▶ [Texto de origem]
--- --- ---
Há a possibilidade de ser os sinais do Disco de Festo apenas uma escrita logográfica, isto é, ela representaria numa frase entre outras as idéias do agente, do ato, do objeto, do tempo, do lugar etc. Por exemplo, se a escrita de Festo fosse logográfica poderíamos talvez lê-la associando os símbolos entre si. No lado A do Disco de Festo (ver anexo I), utilizando o primeiro quadro na periferia do disco que é encerrado por uma linha vertical com quatro pontos há as respectivas figuras de um “rei”, de um “sol com sete pontos”, de uma “espiga de cereal”, de um “homem andando” e de um “bumerangue”. Numa escrita logográfica o que importa mais são os conceitos não o sons. O sons não são delimitados dentro de regras estritas como no sistema fonético silábico de Linear B. Então poderia este trecho ser traduzido como: “o rei divino ao campo foi para caçar”. A característica da escrita logográfica é a de que não se precisa conhecer a língua em que se foi escrito tal texto, basta apenas saber os significados dos sinais. Muitos hieróglifos egípcios somente eram utilizados dessa forma e caberia a prática de um escriba ou de um conhecedor desta escrita para saber discernir com quais tipos de representações estava lidando.
No Disco de Festo alguns sinais se relacionam aos modelos de sinais egípcios, no entanto há uma quantidade razoável de sinais que se assemelham por demais aos objetos, animais e partes do corpo que são representados na escrita alfabética semítica (ver anexo VIII). Não há porém a possibilidade de se considerar este sistema de escrita como estritamente alfabética, pois existem ao todo 45 sinais utilizados no disco, sendo que a escrita alfabética necessita de muito menos (ver anexo VIII e IX). Então a escrita hieroglífica de Festo pode ser também abordada como um conjunto misto de escrita, da mesma forma que a escrita hieroglífica egípcia. Além de sinais com valor fonético consonantal, próprio de uma escrita alfabética, haverá também outros sinais hipotéticos representando entre outros, sílabas, morfemas, idéias ou contextos.
A DECODIFICAÇÃO
A escrita alfabética semítica é consonantal, isto é, não se utiliza das vogais, as quais foram historicamente introduzidas pelos povos gregos. A escrita semítica é muito diferente de uma verdadeira escrita silábica, como a Linear B, na qual a vogal de uma sílaba é tão relevante quanto a consoante para determinar qual grafe será usado para escrever a sílaba. Quanto às letras semíticas que se assemelham a vogais, como o Alep por exemplo, são percebidas pelos falantes das línguas semitas como que se iniciando como uma oclusiva glotal, que não é pronunciada como as vogais latinas. As palavras das línguas semíticas começam por isso com sons consonantais.
--- --- ---
▶ [Listagem exibida]
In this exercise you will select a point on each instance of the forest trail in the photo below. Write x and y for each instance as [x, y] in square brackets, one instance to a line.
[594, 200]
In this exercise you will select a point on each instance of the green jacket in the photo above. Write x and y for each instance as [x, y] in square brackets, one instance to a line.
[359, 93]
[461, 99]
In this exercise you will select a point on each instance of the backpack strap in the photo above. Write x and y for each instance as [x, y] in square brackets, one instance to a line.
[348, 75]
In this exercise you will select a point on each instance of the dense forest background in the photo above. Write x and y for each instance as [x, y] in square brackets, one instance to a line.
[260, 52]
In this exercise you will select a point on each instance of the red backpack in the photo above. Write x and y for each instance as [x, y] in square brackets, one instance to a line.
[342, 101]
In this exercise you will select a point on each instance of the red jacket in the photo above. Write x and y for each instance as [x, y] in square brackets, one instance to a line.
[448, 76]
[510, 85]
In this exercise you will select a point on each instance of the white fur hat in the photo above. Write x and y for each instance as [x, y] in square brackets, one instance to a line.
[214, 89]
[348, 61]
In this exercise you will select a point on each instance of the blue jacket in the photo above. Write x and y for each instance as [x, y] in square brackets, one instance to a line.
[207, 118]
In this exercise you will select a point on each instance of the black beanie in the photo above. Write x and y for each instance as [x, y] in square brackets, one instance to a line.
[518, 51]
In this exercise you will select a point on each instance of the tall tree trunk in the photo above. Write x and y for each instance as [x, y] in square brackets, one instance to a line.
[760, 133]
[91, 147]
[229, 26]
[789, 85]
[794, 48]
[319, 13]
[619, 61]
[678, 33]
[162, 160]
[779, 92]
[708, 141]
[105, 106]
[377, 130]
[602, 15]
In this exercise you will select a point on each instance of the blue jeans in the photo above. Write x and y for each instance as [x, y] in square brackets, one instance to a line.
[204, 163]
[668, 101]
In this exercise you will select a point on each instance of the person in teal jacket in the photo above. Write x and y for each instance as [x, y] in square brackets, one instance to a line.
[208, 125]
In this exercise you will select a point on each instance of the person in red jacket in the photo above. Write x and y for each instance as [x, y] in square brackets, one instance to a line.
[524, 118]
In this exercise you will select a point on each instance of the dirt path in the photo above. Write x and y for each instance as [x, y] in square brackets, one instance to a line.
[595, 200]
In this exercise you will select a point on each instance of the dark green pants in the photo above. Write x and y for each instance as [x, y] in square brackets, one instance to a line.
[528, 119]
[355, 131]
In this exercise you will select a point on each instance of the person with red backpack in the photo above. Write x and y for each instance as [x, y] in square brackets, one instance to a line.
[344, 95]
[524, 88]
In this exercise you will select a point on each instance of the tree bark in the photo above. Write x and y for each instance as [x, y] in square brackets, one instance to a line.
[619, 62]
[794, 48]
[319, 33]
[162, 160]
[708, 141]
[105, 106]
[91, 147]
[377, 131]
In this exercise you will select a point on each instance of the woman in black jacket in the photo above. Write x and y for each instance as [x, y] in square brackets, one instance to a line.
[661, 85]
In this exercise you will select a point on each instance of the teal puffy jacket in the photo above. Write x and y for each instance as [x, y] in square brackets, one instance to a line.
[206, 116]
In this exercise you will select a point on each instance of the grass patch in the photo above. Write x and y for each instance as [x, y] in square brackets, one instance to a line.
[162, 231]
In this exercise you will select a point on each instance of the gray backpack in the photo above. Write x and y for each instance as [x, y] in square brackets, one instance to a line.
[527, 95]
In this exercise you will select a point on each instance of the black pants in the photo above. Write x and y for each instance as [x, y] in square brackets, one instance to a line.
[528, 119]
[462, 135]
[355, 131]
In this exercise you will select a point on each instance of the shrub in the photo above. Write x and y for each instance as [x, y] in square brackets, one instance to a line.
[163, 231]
--- --- ---
▶ [O que fazer]
**A.** Pode citar do texto sobre o Disco de Festo o trecho entre "A DECODIFICAÇÃO" e "com sons consonantais.", inclusive?
**B.** Na listagem, pode reescrever somente as linhas entre a que contém "of the gray" e o fim da listagem, inclusive, trocando "select" por "mark" e deixando todo o resto igual?

▶ [Respostas resolvidas]
**A.**
A DECODIFICAÇÃO
A escrita alfabética semítica é consonantal, isto é, não se utiliza das vogais, as quais foram historicamente introduzidas pelos povos gregos. A escrita semítica é muito diferente de uma verdadeira escrita silábica, como a Linear B, na qual a vogal de uma sílaba é tão relevante quanto a consoante para determinar qual grafe será usado para escrever a sílaba. Quanto às letras semíticas que se assemelham a vogais, como o Alep por exemplo, são percebidas pelos falantes das línguas semitas como que se iniciando como uma oclusiva glotal, que não é pronunciada como as vogais latinas. As palavras das línguas semíticas começam por isso com sons consonantais.

**B.**
In this exercise you will mark a point on each instance of the gray backpack in the photo above. Write x and y for each instance as [x, y] in square brackets, one instance to a line.
[527, 95]
In this exercise you will mark a point on each instance of the black pants in the photo above. Write x and y for each instance as [x, y] in square brackets, one instance to a line.
[528, 119]
[462, 135]
[355, 131]
In this exercise you will mark a point on each instance of the shrub in the photo above. Write x and y for each instance as [x, y] in square brackets, one instance to a line.
[163, 231]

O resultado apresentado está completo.